* [Aim of the task]: Render the records below as a JSON list of strings, with one string for each line and no blank lines. Omit the pictures.
---------- Excerpted data
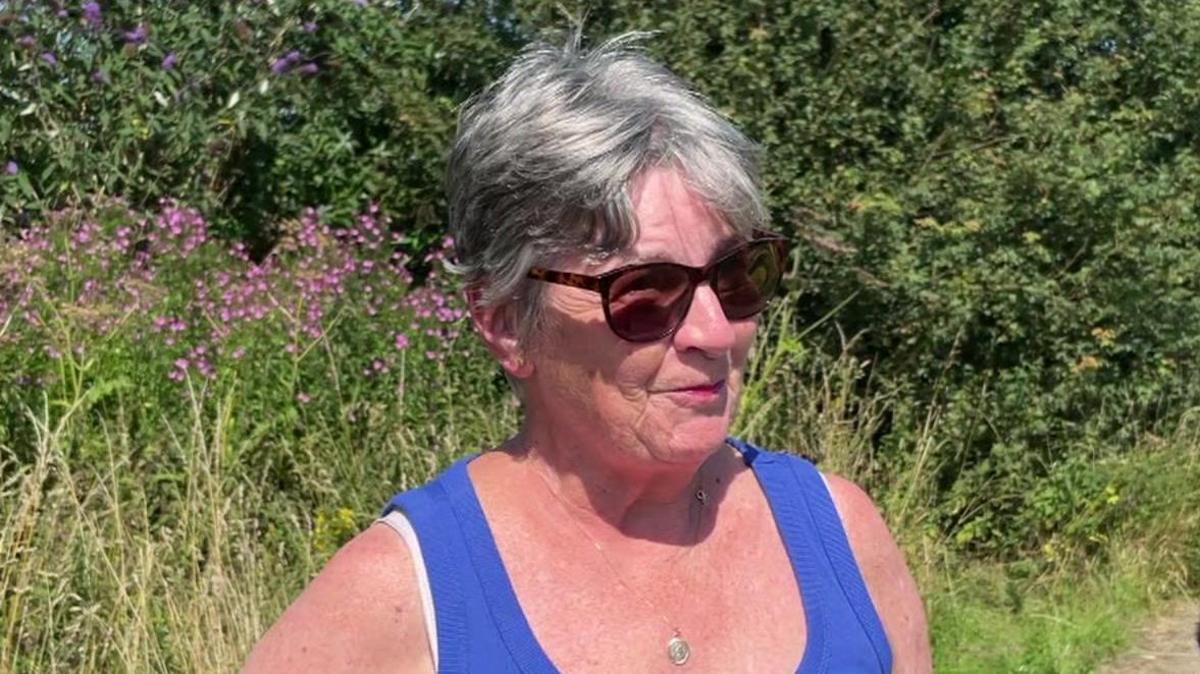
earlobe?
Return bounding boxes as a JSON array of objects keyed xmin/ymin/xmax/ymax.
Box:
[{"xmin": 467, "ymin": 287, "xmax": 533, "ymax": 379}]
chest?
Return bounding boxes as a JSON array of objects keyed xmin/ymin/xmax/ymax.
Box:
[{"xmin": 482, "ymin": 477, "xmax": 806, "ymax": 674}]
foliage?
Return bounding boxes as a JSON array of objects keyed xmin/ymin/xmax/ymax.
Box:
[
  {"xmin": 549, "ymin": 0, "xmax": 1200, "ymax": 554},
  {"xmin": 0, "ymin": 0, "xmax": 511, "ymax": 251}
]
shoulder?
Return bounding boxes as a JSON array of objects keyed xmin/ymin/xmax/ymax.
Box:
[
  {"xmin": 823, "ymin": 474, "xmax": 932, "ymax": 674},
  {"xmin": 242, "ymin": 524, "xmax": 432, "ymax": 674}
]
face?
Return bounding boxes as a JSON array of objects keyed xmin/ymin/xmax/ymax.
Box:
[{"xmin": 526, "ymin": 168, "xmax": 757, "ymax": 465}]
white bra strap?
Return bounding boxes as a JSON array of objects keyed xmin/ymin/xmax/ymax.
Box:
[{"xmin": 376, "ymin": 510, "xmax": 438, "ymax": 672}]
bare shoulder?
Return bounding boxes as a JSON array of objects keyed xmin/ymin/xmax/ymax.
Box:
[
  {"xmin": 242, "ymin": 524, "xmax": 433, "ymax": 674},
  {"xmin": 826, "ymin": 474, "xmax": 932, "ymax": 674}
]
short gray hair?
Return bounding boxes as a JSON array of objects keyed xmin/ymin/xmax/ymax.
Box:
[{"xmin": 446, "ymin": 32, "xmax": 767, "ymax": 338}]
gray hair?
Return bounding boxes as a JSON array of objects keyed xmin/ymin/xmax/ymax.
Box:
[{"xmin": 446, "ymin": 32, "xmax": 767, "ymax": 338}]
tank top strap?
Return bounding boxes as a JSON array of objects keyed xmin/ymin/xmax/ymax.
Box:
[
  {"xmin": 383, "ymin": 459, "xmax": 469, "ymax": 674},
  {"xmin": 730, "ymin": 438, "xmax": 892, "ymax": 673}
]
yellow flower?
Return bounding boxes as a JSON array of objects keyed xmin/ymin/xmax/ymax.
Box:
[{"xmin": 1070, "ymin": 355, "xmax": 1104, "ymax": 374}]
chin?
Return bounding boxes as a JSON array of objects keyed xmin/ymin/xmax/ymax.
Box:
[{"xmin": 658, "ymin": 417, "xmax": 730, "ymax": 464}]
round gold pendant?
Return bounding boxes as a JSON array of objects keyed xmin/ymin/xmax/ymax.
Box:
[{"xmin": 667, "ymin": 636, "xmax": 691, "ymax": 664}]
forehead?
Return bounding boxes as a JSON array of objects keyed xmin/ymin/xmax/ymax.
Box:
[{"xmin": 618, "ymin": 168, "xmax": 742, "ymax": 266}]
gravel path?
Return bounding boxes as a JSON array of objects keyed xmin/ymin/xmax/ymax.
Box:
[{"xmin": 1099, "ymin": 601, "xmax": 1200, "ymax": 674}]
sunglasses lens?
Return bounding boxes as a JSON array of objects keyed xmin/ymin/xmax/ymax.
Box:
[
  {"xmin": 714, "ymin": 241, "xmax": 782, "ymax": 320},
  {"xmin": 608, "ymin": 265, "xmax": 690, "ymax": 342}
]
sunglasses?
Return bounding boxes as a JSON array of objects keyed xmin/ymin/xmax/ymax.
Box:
--------------------
* [Problem solution]:
[
  "earlobe?",
  "Return bounding boxes as a JSON array of objects keyed xmin/ymin/xmax/ymax.",
  "Box:",
  "[{\"xmin\": 467, \"ymin\": 287, \"xmax\": 533, \"ymax\": 379}]",
  "chest?",
  "Return bounding boxes as a JSON array of objects keyed xmin/ymin/xmax/ymax.",
  "Box:",
  "[{\"xmin\": 482, \"ymin\": 477, \"xmax\": 806, \"ymax\": 674}]",
  "foliage?",
  "Return bounding boxes as a JSON array of objects keyed xmin/ymin/xmax/ymax.",
  "Box:",
  "[",
  "  {\"xmin\": 549, \"ymin\": 0, \"xmax\": 1200, \"ymax\": 554},",
  "  {\"xmin\": 0, \"ymin\": 0, \"xmax\": 511, \"ymax\": 251}",
  "]",
  "shoulder?",
  "Return bounding boxes as a JSON array of objects keyed xmin/ymin/xmax/ymax.",
  "Box:",
  "[",
  "  {\"xmin\": 823, \"ymin\": 474, \"xmax\": 932, \"ymax\": 674},",
  "  {\"xmin\": 242, \"ymin\": 524, \"xmax\": 432, \"ymax\": 674}",
  "]",
  "face?",
  "Return bounding boxes as a JSON array of objects keyed xmin/ymin/xmax/ymax.",
  "Box:",
  "[{\"xmin\": 526, \"ymin\": 168, \"xmax\": 757, \"ymax\": 465}]",
  "white bra strap?",
  "Return bounding boxes as a JSON array of objects keyed xmin/ymin/xmax/ymax.",
  "Box:",
  "[{\"xmin\": 376, \"ymin\": 510, \"xmax\": 438, \"ymax\": 672}]",
  "bare shoulder?",
  "Return bounding boxes as a JSON array of objects keyed xmin/ymin/xmax/ymax.",
  "Box:",
  "[",
  "  {\"xmin\": 242, \"ymin\": 524, \"xmax\": 433, \"ymax\": 674},",
  "  {\"xmin\": 826, \"ymin\": 474, \"xmax\": 932, \"ymax\": 674}",
  "]",
  "short gray hair?",
  "Return bounding boxes as a JSON array of objects keyed xmin/ymin/xmax/ymax.",
  "Box:",
  "[{\"xmin\": 446, \"ymin\": 32, \"xmax\": 767, \"ymax\": 338}]",
  "gray hair?",
  "Return bounding boxes as a JSON array of objects keyed xmin/ymin/xmax/ymax.",
  "Box:",
  "[{\"xmin\": 446, \"ymin\": 32, \"xmax\": 767, \"ymax\": 338}]",
  "tank top strap?",
  "Return bounding boxes as a JSON array of objects keyed xmin/ymin/xmax/ymax.",
  "Box:",
  "[",
  "  {\"xmin\": 383, \"ymin\": 459, \"xmax\": 469, \"ymax\": 674},",
  "  {\"xmin\": 730, \"ymin\": 438, \"xmax\": 892, \"ymax\": 673}",
  "]",
  "yellow flower?",
  "Return bounding boxes as a JSON array of objects keyed xmin/ymin/xmax/ymax.",
  "Box:",
  "[{\"xmin\": 1070, \"ymin\": 355, \"xmax\": 1104, \"ymax\": 374}]",
  "chin?",
  "Return bounding boxes as a JSON array of objects keyed xmin/ymin/xmax/ymax.",
  "Box:",
  "[{\"xmin\": 658, \"ymin\": 417, \"xmax\": 730, \"ymax\": 464}]",
  "round gold pendant?",
  "Return bounding boxes as a JSON array of objects keyed xmin/ymin/xmax/ymax.",
  "Box:",
  "[{\"xmin\": 667, \"ymin\": 636, \"xmax\": 691, \"ymax\": 664}]",
  "forehead?",
  "Return bounding boxes as a JSON array of objects keyed xmin/ymin/xmax/ymax.",
  "Box:",
  "[{\"xmin\": 618, \"ymin\": 168, \"xmax\": 742, \"ymax\": 266}]",
  "gravel path?",
  "Return bounding boxes as a JSON array of objects keyed xmin/ymin/xmax/ymax.",
  "Box:",
  "[{\"xmin\": 1099, \"ymin\": 601, \"xmax\": 1200, \"ymax\": 674}]",
  "sunglasses lens?",
  "Return bounding boxes as a JSON array of objects keyed xmin/ymin/xmax/ymax.",
  "Box:",
  "[",
  "  {\"xmin\": 714, \"ymin\": 241, \"xmax\": 782, \"ymax\": 320},",
  "  {\"xmin\": 608, \"ymin\": 265, \"xmax\": 690, \"ymax\": 342}",
  "]",
  "sunglasses?",
  "Return bounding boxes as a JSON array of objects keyed xmin/ymin/xmax/ymax.",
  "Box:"
]